Exercise task >> Reproduce the entries below word for word, from the line containing "pane and give integer pixel coordinates." up to and including the line containing "branch and give integer pixel coordinates.".

— Start Data shown —

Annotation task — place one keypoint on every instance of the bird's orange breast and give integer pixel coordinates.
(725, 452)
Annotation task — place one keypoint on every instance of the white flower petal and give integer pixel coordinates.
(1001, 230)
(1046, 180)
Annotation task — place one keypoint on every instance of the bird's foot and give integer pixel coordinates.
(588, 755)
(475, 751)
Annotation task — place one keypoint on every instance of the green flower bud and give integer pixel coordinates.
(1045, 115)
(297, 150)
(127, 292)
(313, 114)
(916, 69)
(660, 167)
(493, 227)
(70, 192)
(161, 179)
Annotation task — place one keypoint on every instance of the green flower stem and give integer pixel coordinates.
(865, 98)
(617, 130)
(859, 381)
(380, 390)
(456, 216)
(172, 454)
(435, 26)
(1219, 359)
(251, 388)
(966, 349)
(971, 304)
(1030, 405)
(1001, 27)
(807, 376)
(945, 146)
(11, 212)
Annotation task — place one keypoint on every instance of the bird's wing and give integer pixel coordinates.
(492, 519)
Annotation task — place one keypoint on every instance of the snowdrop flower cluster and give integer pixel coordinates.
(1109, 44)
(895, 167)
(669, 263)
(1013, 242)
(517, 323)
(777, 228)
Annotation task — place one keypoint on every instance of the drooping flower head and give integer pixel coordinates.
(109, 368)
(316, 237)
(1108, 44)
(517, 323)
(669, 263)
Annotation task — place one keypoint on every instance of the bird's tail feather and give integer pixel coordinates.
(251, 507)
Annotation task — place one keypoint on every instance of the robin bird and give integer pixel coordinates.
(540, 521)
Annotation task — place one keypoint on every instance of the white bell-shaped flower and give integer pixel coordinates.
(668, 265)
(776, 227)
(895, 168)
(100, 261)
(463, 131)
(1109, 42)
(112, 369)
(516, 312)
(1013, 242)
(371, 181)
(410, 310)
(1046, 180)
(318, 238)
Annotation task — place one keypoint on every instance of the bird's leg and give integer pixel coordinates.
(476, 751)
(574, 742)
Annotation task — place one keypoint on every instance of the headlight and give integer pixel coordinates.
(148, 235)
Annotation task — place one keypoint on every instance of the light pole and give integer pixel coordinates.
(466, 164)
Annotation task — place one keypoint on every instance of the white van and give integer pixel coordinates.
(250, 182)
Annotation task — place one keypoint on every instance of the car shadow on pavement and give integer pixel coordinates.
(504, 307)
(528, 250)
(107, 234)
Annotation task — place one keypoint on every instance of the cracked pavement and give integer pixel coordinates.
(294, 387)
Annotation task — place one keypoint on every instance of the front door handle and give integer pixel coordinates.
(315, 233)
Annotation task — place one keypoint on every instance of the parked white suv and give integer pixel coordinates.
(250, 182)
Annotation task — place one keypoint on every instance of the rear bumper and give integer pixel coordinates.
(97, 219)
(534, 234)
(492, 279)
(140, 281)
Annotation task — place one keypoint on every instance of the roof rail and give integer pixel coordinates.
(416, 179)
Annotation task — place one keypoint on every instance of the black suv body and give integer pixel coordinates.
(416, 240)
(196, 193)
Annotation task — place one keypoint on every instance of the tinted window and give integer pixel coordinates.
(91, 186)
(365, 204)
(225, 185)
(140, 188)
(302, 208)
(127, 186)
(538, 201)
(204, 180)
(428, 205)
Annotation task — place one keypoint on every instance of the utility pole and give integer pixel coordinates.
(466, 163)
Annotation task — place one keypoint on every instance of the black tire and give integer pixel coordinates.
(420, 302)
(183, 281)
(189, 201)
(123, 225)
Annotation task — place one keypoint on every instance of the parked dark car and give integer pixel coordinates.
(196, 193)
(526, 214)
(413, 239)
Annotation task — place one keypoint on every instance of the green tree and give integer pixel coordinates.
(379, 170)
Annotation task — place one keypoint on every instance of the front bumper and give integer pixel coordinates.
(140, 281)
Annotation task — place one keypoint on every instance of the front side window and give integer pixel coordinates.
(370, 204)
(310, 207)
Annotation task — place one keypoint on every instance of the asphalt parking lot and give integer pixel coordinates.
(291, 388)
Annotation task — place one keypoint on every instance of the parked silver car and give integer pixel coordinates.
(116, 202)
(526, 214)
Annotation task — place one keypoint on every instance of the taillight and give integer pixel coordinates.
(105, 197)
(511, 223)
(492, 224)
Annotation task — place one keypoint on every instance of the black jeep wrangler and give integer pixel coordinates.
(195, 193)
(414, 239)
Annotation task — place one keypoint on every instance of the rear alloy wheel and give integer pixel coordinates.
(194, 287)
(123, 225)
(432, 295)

— End Data shown —
— Start Data shown —

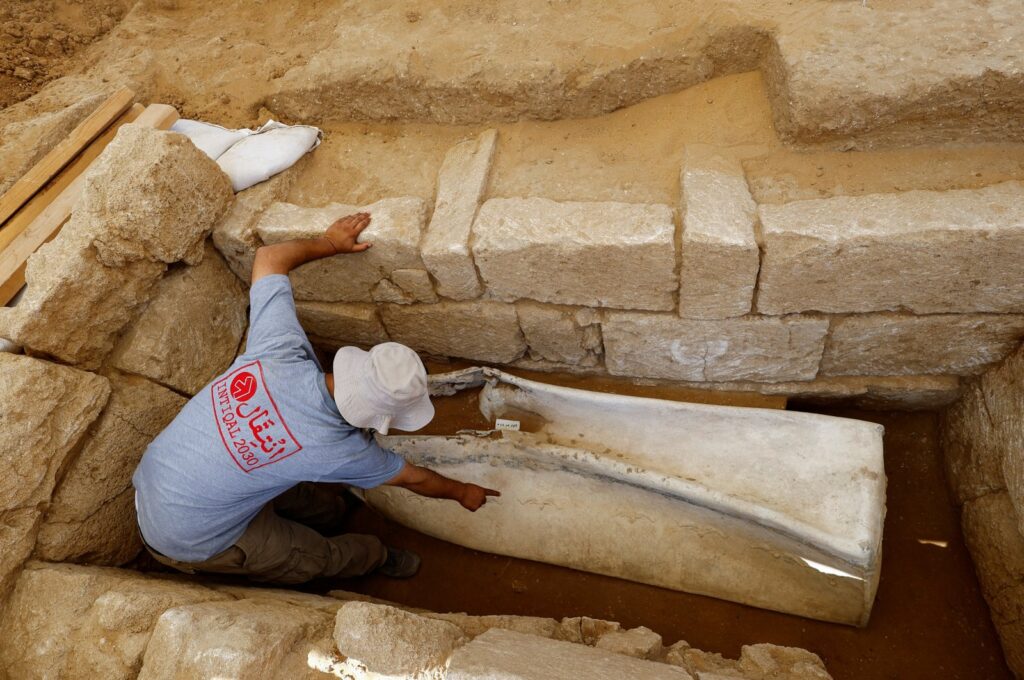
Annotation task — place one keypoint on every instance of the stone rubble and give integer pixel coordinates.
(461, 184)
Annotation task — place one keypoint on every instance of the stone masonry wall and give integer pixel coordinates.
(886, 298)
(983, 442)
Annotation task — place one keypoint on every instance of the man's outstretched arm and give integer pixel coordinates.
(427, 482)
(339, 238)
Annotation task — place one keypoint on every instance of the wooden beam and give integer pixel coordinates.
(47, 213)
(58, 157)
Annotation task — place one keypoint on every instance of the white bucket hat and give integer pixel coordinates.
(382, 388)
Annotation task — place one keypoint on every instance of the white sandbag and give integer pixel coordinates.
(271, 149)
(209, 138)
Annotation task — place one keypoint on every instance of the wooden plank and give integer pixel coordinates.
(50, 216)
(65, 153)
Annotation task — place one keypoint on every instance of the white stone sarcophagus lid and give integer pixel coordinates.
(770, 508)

— End Data shown —
— Start Data shown —

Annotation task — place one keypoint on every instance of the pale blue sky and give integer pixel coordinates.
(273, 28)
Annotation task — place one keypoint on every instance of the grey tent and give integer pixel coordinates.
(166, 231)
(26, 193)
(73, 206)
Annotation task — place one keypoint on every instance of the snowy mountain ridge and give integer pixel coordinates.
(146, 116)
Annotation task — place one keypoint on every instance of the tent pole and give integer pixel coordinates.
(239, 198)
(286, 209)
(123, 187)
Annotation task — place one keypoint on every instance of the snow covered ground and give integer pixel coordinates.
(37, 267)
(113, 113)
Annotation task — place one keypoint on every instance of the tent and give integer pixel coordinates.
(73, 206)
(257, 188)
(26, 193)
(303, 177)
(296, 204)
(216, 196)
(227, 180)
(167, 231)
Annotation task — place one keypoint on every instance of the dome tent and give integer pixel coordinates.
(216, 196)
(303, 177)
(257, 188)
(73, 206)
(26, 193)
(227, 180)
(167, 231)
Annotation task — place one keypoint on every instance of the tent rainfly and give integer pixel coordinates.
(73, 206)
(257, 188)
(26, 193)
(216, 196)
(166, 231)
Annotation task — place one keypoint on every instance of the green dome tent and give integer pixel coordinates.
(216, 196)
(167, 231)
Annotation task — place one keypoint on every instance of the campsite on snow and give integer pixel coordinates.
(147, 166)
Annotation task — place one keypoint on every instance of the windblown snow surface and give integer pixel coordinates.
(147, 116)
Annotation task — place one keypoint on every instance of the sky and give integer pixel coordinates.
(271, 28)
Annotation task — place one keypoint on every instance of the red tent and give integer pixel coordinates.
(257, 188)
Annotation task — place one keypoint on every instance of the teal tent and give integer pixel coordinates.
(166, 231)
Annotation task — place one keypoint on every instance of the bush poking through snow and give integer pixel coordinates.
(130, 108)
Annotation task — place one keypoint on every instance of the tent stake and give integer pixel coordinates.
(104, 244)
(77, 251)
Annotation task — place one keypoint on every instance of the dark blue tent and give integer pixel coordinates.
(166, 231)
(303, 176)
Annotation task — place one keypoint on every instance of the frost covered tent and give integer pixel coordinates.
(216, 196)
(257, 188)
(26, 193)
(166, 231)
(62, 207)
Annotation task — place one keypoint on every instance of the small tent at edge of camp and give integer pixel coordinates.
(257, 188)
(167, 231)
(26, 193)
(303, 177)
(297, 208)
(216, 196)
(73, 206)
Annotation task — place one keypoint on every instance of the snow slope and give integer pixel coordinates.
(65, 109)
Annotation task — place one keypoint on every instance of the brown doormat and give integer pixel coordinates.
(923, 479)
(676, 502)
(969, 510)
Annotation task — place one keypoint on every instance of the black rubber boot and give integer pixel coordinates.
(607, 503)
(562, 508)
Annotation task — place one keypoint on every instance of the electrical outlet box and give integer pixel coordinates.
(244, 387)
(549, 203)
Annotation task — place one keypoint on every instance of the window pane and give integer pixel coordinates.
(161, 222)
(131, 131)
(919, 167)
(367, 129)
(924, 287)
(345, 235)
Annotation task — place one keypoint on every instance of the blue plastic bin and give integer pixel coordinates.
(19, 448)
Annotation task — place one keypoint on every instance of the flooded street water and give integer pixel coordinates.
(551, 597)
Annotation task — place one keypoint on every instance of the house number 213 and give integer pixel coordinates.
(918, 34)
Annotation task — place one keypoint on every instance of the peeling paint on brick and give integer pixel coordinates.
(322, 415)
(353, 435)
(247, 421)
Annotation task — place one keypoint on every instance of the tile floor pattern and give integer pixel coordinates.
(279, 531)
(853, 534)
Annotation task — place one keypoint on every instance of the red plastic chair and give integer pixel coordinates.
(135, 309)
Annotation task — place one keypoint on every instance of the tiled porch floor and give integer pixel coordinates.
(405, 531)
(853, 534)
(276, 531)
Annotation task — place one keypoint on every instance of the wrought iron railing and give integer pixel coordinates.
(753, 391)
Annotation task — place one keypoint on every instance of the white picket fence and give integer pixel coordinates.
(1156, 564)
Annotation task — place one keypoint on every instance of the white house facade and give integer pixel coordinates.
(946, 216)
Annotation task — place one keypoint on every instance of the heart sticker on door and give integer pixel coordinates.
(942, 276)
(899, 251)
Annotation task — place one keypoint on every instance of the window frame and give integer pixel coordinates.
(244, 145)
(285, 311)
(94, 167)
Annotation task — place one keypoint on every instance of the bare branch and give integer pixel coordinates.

— End Data shown —

Finished task >>
Annotation task — place one keypoint on every instance of the window pane and give integer pixel coordinates.
(161, 222)
(131, 131)
(919, 167)
(367, 129)
(924, 287)
(345, 235)
Annotation task — place one keypoint on every instance of the blue plastic bin and give integer pixel coordinates.
(19, 448)
Annotation task — place one keypoint on every instance of the flooded street water and give integer pixel coordinates.
(551, 597)
Annotation task — place one keypoint on every instance of the house number 213 and give integer pixel coordinates.
(918, 34)
Annotation task — place one keypoint on every instance of the peeling paint on brick and give integer pixel coordinates.
(322, 415)
(353, 435)
(247, 421)
Annotation task — place one keypoint on every instance of the tile floor pattern and give integer pixel coordinates.
(279, 531)
(853, 534)
Annotation task — place one keypoint on every instance of the red plastic chair and give integer pixel coordinates.
(135, 309)
Annotation task — place one keypoint on every instance of the tiled porch floor and give integer pixel coordinates.
(405, 531)
(853, 534)
(276, 531)
Annotation task — place one keypoint on every instance of the wrought iron railing and give integer pixel coordinates.
(753, 391)
Annotation task — place one keypoint on every instance of the white picket fence and give integer pixel coordinates.
(1156, 564)
Annotation task — place one keypoint on every instance of the white house facade and give integer pixel coordinates.
(946, 216)
Annotation task — place one keypoint on every instance of the heart sticker on door and give integer pixel coordinates.
(942, 276)
(899, 251)
Annotation task — place one keypoint on every instance of the window frame and give integer pixel coordinates.
(244, 145)
(285, 311)
(94, 167)
Annotation task — place one keypoint on every instance of the bare branch and give integer pixel coordinates.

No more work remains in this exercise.